Short problem
Extract, in full, each line of the records below in which the word "window" appears.

═════ Data lines

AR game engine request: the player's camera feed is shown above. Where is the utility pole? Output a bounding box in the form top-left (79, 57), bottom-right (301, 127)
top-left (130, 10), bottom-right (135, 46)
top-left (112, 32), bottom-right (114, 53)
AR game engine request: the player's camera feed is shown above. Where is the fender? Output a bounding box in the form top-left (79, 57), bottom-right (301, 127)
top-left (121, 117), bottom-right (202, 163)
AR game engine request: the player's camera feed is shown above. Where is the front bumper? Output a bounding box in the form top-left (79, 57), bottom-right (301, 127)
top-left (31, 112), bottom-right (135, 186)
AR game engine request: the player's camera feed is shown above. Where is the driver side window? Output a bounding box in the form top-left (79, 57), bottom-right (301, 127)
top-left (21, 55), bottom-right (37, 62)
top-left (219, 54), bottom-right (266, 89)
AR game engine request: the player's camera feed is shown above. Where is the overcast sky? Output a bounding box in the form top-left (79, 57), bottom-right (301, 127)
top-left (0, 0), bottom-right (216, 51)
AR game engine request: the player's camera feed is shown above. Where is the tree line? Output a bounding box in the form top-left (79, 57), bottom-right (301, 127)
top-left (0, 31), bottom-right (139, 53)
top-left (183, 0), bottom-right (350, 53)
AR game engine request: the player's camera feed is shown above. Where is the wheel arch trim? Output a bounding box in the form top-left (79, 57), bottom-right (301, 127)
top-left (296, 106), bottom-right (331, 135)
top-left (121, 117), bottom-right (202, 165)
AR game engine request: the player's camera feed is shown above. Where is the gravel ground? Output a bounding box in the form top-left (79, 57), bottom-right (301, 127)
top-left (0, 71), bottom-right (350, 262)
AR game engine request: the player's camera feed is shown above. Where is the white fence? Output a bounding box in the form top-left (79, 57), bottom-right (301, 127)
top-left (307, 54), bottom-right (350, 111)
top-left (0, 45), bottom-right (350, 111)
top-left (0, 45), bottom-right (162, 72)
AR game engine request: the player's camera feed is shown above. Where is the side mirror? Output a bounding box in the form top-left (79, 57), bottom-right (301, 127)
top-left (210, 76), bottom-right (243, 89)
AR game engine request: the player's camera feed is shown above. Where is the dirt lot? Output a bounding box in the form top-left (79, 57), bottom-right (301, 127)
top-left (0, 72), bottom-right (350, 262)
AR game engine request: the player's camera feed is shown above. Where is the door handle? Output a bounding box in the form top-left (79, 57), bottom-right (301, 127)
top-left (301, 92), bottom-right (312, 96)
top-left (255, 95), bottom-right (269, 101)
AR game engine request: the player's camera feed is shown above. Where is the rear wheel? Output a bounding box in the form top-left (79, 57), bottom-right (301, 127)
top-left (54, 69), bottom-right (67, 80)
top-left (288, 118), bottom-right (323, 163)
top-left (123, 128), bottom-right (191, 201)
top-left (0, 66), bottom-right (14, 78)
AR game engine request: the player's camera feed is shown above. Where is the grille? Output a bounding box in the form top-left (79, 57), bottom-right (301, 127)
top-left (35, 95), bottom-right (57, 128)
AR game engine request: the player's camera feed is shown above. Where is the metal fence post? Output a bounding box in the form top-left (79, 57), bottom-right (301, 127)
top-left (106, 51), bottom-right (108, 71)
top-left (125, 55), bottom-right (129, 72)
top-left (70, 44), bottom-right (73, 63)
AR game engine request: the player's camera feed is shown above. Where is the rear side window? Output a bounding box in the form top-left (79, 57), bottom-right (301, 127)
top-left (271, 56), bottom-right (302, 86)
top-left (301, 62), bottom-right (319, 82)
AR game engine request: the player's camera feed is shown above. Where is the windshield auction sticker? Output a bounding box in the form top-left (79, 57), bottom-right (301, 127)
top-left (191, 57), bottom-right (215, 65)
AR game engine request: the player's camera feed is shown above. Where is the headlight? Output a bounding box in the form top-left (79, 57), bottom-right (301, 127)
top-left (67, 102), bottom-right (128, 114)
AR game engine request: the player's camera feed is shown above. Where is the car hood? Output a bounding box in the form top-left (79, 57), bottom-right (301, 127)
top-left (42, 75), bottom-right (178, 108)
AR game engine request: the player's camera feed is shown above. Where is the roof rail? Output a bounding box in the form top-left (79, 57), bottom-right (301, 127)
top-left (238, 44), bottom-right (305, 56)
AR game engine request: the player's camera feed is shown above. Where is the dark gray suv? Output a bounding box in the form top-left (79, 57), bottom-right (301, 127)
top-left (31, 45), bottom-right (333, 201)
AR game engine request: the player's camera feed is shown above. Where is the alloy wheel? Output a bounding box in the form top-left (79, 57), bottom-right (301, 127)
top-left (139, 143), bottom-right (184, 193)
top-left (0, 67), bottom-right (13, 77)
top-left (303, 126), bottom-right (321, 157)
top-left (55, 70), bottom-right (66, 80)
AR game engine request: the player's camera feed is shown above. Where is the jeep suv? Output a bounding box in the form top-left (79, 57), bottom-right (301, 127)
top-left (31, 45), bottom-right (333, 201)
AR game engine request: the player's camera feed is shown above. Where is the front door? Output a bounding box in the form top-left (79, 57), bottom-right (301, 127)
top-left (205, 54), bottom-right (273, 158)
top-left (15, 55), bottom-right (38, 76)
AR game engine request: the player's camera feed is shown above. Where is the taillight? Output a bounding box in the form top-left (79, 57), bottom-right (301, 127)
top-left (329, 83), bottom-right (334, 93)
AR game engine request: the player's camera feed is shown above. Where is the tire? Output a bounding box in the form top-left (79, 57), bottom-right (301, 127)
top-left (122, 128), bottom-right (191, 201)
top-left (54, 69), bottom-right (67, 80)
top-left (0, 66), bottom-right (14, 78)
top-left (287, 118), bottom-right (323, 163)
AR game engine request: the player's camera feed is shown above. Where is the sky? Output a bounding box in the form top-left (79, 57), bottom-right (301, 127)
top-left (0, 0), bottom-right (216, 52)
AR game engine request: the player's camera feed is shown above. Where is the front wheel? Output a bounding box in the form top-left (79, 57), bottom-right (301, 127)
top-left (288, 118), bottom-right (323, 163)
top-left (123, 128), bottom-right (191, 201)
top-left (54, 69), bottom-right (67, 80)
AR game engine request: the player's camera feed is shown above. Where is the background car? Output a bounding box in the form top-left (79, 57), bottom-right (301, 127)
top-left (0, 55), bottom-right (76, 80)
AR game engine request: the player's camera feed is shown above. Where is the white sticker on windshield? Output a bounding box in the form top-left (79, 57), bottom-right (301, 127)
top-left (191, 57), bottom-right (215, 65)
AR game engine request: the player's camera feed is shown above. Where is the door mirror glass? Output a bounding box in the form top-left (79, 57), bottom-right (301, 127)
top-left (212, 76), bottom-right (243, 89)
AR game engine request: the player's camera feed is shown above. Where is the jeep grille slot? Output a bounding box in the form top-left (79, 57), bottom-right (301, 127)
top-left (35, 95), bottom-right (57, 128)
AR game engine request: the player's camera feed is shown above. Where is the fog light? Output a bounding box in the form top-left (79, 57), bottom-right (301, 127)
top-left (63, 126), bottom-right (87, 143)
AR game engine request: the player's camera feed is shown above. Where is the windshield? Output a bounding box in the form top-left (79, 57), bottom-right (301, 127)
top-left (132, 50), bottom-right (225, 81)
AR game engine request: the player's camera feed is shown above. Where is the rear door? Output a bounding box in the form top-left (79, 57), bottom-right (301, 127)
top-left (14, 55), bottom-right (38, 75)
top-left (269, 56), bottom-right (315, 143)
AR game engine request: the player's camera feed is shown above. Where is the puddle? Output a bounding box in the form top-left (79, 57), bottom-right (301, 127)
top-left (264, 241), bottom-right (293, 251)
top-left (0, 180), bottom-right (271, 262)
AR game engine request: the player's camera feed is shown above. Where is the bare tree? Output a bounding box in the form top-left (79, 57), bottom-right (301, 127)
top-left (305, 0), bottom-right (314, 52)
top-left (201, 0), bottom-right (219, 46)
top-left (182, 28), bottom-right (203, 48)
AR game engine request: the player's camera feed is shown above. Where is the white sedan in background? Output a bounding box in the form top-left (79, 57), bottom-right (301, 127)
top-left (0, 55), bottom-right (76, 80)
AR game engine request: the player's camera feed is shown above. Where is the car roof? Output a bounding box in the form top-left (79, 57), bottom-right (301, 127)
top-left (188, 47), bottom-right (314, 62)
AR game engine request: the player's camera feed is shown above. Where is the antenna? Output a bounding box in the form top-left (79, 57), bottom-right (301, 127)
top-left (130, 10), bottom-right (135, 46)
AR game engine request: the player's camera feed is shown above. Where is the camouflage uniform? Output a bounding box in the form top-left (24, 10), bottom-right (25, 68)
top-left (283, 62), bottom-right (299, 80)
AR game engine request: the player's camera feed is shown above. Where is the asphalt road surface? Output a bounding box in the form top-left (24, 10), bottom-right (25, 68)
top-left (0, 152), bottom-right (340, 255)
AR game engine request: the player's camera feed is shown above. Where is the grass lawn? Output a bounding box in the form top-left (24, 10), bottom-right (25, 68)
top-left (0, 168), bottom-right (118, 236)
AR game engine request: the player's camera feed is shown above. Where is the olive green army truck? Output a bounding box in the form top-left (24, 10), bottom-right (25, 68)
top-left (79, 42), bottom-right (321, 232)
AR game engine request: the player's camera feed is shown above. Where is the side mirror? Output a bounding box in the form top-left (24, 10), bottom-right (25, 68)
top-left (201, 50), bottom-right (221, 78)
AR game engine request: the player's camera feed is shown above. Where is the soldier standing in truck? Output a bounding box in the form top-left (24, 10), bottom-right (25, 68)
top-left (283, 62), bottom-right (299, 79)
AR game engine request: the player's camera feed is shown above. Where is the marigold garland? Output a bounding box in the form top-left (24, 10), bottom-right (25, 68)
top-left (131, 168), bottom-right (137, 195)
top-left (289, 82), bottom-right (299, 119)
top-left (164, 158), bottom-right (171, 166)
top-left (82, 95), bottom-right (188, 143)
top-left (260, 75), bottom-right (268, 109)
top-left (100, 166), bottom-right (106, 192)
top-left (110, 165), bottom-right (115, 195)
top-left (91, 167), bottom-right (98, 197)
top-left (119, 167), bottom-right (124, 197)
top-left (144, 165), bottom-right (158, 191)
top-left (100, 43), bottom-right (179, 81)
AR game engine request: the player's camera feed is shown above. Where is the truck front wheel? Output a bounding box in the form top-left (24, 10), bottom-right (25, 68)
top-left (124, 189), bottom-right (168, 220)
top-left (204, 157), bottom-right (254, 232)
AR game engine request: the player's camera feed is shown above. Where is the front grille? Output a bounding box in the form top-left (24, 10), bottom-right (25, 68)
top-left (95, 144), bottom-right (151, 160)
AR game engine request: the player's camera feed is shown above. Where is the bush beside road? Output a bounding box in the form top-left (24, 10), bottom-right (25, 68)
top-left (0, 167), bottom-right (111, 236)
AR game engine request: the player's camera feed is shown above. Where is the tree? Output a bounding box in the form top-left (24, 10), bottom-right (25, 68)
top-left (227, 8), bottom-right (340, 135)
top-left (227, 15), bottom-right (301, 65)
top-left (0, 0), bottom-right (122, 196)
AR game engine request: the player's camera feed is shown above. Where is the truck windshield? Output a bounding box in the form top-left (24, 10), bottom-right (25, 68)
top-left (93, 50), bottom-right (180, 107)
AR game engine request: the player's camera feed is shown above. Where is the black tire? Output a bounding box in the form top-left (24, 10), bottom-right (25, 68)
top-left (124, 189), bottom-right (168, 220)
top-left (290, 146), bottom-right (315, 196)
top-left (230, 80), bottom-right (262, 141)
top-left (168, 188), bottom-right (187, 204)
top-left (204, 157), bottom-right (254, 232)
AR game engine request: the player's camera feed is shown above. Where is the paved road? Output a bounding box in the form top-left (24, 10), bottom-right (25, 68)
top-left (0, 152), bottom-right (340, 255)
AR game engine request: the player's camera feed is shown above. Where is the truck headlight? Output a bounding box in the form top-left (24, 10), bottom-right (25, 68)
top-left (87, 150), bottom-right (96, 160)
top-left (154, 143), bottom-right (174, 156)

══════════

Answer for this exercise
AR game engine request: the player's camera feed is shown above. Where is the driver side window? Output a bounding box in the form top-left (79, 57), bottom-right (301, 127)
AR game engine request: the player's camera feed is shown above. Where is the rear side window? Output a bounding box in the form top-left (79, 57), bottom-right (301, 127)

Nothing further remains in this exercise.